- [WHAT TO PRODUCE]: The line containing "I'm told the larch", and every line after it to the end of the listing, should be repeated exactly; the pictures should not.

################

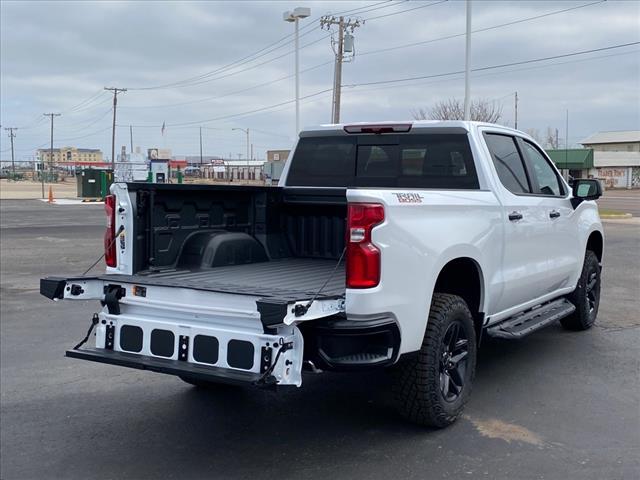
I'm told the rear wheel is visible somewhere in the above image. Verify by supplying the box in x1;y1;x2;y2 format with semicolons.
393;293;477;428
561;250;601;331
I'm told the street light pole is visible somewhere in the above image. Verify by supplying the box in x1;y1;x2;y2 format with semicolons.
284;7;311;136
463;0;472;121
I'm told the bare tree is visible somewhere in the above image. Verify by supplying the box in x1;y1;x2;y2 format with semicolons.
545;127;560;149
526;127;563;149
525;128;542;144
412;98;503;123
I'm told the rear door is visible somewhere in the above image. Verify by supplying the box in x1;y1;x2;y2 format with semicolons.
517;138;580;294
482;132;551;315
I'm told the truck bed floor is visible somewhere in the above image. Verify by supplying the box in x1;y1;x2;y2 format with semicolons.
100;258;345;300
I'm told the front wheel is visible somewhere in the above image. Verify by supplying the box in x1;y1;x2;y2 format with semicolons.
561;250;601;331
393;293;477;428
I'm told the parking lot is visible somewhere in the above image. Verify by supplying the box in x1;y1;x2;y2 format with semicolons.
1;199;638;480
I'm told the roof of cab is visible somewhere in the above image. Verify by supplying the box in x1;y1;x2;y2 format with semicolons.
299;120;524;137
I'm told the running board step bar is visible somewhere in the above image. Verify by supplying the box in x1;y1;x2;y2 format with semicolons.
487;298;576;339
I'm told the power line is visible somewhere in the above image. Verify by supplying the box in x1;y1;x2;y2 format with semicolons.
121;61;333;110
363;0;447;21
127;0;424;91
357;0;607;59
344;41;640;88
64;90;107;113
118;1;604;113
111;43;637;134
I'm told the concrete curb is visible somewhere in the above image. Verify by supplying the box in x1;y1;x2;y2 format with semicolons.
600;213;633;219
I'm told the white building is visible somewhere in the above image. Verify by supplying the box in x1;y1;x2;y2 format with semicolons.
580;130;640;189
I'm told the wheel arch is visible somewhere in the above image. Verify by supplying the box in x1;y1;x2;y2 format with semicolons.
433;256;485;336
586;229;604;263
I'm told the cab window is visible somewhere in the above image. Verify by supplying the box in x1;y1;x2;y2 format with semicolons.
521;141;564;196
483;133;531;194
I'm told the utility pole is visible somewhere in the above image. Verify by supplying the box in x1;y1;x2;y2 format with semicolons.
104;87;127;171
555;128;559;150
320;15;362;124
129;125;134;153
4;127;17;179
514;91;518;130
43;113;61;191
464;0;472;121
199;127;203;165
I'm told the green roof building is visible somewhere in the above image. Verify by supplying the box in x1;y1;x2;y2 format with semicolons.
545;149;594;170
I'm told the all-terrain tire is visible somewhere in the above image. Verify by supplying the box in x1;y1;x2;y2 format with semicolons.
561;250;601;331
393;293;477;428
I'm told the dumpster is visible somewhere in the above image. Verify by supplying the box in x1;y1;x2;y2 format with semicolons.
77;169;113;199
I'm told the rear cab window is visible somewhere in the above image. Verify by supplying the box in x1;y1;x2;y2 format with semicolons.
286;133;479;189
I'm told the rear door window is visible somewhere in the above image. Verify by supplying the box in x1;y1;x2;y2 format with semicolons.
484;133;531;194
288;133;479;189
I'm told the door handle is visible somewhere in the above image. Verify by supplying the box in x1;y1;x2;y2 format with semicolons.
508;212;523;221
549;210;561;219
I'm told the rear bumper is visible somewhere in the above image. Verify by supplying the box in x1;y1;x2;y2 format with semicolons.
66;348;266;386
301;314;401;371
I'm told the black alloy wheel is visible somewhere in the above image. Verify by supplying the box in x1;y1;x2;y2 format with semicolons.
439;321;469;403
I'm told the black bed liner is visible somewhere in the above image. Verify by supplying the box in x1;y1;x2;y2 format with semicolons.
100;258;345;300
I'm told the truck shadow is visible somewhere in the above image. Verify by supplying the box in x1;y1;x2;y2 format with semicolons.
90;327;573;475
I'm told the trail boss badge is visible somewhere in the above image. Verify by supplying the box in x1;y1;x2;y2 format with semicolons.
392;192;424;203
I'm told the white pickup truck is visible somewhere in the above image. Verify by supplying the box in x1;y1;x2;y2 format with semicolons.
41;121;604;427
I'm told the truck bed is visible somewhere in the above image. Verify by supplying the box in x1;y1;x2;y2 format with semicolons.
100;258;345;300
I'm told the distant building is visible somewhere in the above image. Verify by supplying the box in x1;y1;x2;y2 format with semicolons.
181;155;225;166
266;150;290;162
547;130;640;189
38;147;103;165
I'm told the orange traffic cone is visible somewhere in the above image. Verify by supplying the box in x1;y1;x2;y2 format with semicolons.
48;185;55;204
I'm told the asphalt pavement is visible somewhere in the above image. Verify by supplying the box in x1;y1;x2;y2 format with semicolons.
1;199;638;480
597;188;640;216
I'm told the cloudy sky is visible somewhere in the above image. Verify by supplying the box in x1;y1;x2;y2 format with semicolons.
1;0;639;162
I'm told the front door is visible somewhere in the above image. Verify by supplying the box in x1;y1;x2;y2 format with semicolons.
483;132;551;315
517;138;581;295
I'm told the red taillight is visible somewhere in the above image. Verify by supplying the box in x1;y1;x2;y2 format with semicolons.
346;203;384;289
104;194;117;267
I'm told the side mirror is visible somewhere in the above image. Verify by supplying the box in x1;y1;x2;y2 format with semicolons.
571;179;602;208
567;175;575;187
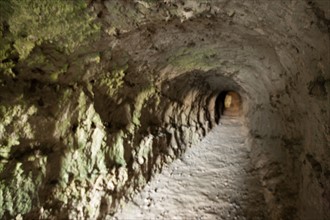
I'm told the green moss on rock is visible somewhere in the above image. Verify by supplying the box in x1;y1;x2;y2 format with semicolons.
131;85;156;131
0;161;45;217
109;131;126;167
0;0;99;76
99;69;126;97
0;104;37;158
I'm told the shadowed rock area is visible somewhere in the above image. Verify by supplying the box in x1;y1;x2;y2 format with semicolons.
0;0;329;219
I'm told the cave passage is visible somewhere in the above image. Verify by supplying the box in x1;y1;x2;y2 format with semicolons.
215;91;242;123
0;0;328;219
114;115;266;219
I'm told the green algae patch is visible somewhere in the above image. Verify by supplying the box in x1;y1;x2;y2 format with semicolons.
48;88;110;213
84;52;101;64
131;85;157;131
0;0;99;76
5;0;99;54
55;90;108;182
0;104;37;158
0;161;45;217
99;69;126;97
13;38;35;60
49;64;69;82
0;102;43;218
108;131;126;167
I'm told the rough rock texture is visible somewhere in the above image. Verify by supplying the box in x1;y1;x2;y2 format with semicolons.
0;0;329;219
115;116;267;220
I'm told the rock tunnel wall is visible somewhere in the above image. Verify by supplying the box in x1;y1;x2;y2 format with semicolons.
0;0;329;219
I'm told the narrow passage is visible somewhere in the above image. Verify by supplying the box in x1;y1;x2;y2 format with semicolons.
115;116;266;220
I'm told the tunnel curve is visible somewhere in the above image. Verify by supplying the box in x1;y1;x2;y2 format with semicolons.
0;1;328;220
92;11;329;218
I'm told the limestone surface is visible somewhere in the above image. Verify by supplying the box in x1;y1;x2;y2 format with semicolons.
0;0;329;219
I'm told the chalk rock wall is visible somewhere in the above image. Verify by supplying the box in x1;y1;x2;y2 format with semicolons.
0;0;329;219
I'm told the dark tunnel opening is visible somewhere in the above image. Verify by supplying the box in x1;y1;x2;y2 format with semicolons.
215;91;242;123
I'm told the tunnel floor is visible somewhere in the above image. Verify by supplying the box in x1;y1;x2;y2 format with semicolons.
114;116;266;220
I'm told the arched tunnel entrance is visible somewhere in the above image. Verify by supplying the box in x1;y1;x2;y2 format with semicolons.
215;91;242;123
159;71;247;127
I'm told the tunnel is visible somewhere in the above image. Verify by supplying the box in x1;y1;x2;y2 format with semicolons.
0;0;329;220
215;90;242;123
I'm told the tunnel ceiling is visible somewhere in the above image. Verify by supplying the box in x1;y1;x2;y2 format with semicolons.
0;0;329;219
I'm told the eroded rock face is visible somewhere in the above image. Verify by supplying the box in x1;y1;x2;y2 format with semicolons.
0;0;329;219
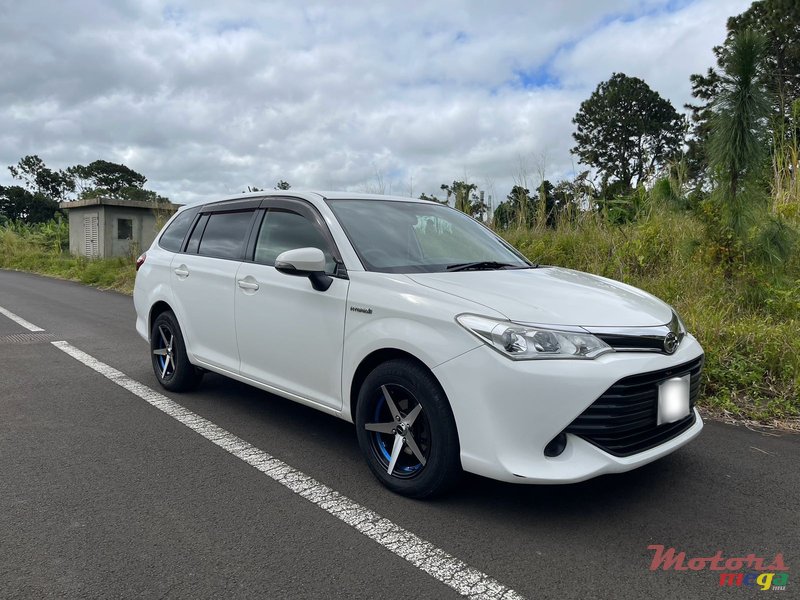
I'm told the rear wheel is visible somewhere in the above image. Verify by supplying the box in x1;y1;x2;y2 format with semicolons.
150;310;203;392
355;359;461;498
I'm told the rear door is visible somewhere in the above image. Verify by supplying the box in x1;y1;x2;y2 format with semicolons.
170;201;258;373
234;198;349;410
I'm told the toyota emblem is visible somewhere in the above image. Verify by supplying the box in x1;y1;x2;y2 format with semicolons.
664;332;679;354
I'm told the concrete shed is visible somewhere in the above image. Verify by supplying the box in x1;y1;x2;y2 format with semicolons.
59;198;180;258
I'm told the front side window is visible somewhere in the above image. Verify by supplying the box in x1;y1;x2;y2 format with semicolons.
327;199;530;273
254;209;335;273
197;210;254;260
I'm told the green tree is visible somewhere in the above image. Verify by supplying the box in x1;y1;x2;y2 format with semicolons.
706;30;778;268
493;179;577;229
687;0;800;192
0;185;29;221
68;160;152;200
68;160;171;203
533;180;563;228
491;200;515;229
493;182;562;228
571;73;685;194
5;155;168;215
69;160;147;193
0;185;60;223
77;185;168;203
418;192;446;204
275;180;291;190
710;31;771;220
8;155;74;201
552;171;595;217
506;185;533;227
440;181;487;219
685;68;722;187
726;0;800;124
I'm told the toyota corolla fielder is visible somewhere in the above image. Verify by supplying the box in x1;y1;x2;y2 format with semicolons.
134;191;704;497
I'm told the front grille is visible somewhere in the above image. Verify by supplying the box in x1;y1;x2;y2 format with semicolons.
565;355;704;457
593;333;667;352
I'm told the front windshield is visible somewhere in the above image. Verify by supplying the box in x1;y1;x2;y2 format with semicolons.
327;199;531;273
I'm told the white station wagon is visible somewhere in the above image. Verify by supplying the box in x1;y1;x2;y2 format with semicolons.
134;191;704;497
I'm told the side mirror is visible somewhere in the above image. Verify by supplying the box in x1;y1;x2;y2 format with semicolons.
274;247;333;291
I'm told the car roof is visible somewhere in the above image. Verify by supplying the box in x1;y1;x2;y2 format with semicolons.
316;191;429;202
179;190;435;210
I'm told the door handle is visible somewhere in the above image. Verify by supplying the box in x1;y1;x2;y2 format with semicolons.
174;266;189;278
237;279;259;291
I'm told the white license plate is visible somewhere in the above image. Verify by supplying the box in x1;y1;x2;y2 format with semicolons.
657;374;691;425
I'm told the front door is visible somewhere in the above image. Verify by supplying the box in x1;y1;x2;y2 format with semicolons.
235;200;349;410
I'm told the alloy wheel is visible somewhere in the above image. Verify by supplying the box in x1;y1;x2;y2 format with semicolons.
152;323;176;380
364;384;431;478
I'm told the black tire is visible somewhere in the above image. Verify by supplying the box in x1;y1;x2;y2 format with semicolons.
355;359;461;498
150;310;203;392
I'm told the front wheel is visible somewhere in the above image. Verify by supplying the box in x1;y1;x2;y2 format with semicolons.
355;359;461;498
150;310;203;392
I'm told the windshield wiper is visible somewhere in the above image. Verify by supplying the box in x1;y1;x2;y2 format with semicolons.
445;261;522;272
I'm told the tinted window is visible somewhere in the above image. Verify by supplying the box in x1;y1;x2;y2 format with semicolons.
184;214;208;254
159;208;198;252
198;211;254;260
327;200;529;273
254;209;334;272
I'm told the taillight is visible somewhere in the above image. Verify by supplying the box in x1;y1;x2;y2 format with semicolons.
135;253;147;271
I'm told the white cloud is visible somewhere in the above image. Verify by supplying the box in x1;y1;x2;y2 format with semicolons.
552;0;752;106
0;0;752;204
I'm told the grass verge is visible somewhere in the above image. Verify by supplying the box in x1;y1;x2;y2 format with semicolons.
0;226;136;294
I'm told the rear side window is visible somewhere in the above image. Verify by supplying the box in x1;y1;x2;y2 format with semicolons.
198;211;254;260
158;208;198;252
184;214;208;254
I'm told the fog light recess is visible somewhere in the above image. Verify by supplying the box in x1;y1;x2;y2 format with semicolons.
544;432;567;457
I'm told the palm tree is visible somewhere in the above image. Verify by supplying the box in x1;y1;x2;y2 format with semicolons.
708;30;771;237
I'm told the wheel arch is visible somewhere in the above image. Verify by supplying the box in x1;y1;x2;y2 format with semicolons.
348;348;443;423
149;300;174;336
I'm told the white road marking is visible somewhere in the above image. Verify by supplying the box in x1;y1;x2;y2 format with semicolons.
50;340;526;600
0;305;45;332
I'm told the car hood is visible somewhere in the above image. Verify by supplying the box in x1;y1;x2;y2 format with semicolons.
407;267;673;327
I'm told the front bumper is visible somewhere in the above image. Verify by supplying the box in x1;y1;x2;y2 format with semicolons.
432;334;705;484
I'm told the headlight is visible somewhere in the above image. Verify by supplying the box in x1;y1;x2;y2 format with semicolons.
456;314;613;360
670;308;687;335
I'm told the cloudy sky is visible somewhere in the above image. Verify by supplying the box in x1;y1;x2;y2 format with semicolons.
0;0;751;205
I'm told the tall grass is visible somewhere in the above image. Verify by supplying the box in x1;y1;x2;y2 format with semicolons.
0;220;136;293
772;99;800;221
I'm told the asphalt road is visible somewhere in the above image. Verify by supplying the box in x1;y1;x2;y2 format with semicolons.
1;269;797;599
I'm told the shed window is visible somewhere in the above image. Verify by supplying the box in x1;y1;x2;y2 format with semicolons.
118;219;133;240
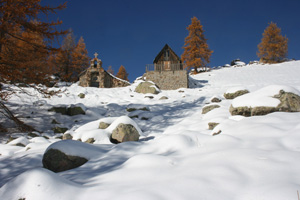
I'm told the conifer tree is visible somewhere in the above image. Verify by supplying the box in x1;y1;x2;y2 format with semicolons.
71;36;90;79
116;65;129;81
181;17;213;73
0;0;67;132
54;32;89;82
107;66;114;75
257;22;288;63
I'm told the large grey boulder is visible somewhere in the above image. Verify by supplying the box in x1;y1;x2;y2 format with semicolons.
135;81;159;94
99;122;111;129
275;90;300;112
48;105;85;116
230;90;300;117
224;90;249;99
42;149;88;172
110;123;140;144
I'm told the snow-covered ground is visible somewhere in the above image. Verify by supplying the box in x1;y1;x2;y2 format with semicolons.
1;61;300;200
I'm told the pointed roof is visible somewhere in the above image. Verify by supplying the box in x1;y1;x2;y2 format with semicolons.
153;44;181;63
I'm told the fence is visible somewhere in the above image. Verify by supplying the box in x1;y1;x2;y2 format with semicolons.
146;63;186;72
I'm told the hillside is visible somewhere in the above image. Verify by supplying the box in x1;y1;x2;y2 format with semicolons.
1;61;300;200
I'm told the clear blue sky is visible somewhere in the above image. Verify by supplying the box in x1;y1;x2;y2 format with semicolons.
46;0;300;82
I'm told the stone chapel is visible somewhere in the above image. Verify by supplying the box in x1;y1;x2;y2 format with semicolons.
79;53;130;88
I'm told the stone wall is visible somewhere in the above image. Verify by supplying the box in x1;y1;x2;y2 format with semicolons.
143;70;188;90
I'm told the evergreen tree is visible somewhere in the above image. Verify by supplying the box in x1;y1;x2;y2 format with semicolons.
107;65;114;75
0;0;67;132
116;65;129;81
72;36;90;79
257;22;288;63
54;32;89;82
181;17;213;73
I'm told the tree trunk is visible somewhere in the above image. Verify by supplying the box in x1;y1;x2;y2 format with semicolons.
0;101;37;132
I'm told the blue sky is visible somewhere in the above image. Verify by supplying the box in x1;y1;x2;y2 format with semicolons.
46;0;300;81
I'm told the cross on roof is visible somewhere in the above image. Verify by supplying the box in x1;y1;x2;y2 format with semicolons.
94;52;98;59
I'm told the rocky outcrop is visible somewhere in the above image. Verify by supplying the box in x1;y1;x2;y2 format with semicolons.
208;122;219;130
230;90;300;117
62;133;73;140
42;149;88;173
135;81;160;94
48;105;85;116
224;90;249;99
211;97;222;103
202;105;220;114
110;123;140;144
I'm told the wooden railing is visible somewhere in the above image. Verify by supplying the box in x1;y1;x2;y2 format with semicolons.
146;63;186;72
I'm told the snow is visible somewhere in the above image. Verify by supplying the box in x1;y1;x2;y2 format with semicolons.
1;61;300;199
232;85;300;107
225;86;248;94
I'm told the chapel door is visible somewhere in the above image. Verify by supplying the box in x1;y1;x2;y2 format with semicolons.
90;72;99;87
164;61;171;70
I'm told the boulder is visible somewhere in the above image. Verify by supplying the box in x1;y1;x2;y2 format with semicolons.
159;96;169;100
208;122;219;130
110;123;140;144
67;106;85;116
202;104;220;114
42;149;88;172
62;133;73;140
230;90;300;117
78;93;85;99
52;127;68;134
211;97;222;103
48;105;85;116
99;122;110;129
224;90;249;99
135;81;159;94
275;90;300;112
84;138;95;144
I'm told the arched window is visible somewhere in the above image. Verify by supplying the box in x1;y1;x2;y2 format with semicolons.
94;59;97;68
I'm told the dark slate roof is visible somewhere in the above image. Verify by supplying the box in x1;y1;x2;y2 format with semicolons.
153;44;181;64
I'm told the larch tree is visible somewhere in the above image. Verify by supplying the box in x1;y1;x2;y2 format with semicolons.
71;36;90;80
257;22;288;63
0;0;67;132
116;65;129;81
181;16;213;73
107;66;114;75
53;33;90;82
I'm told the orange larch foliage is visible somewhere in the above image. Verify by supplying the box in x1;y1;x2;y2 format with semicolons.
0;0;67;88
181;17;213;73
116;65;129;81
257;22;288;64
53;33;90;82
107;66;115;75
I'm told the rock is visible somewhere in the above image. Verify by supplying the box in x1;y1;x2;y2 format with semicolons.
62;133;73;140
275;90;300;112
99;122;110;129
159;96;168;100
42;149;88;173
230;90;300;117
67;106;85;116
51;119;60;124
229;105;252;117
52;127;68;134
208;122;219;130
224;90;249;99
78;93;85;98
110;123;140;144
126;106;150;112
48;105;85;116
144;95;154;99
202;104;220;114
48;106;67;115
211;97;222;103
135;81;159;94
27;132;40;138
84;138;95;144
212;130;222;136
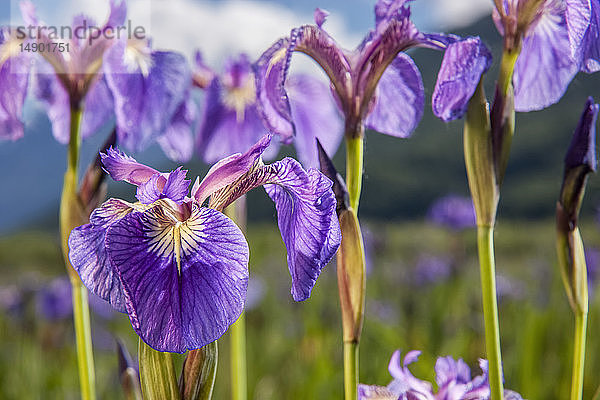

################

- [YOUR SOLUTION]:
I'm told the larch tree is visible somewhere in the above image. Verify by supplying the box in x1;y1;x2;y2 format with semicolons.
71;36;90;80
257;22;288;63
0;0;67;132
116;65;129;81
181;16;213;73
107;66;114;75
53;33;90;82
I'm told the orange larch foliage is visible somewhere in the above image. Verify by supplying the box in x1;y1;x2;y2 format with semicolons.
0;0;67;88
181;17;213;73
116;65;129;81
257;22;288;64
53;33;90;82
107;66;115;75
I'm told the rock is visible somewhere in the above image. Verify by supplying the box in x1;y1;x2;y2 format with semicolons.
62;133;73;140
275;90;300;112
99;122;110;129
159;96;168;100
42;149;88;173
230;90;300;117
67;106;85;116
51;119;60;124
229;105;252;117
52;127;68;134
208;122;219;130
224;90;249;99
78;93;85;98
110;123;140;144
126;106;150;112
48;105;85;116
144;95;154;99
202;104;220;114
48;106;67;115
211;97;222;103
135;81;159;94
27;132;40;138
84;138;95;144
212;130;222;136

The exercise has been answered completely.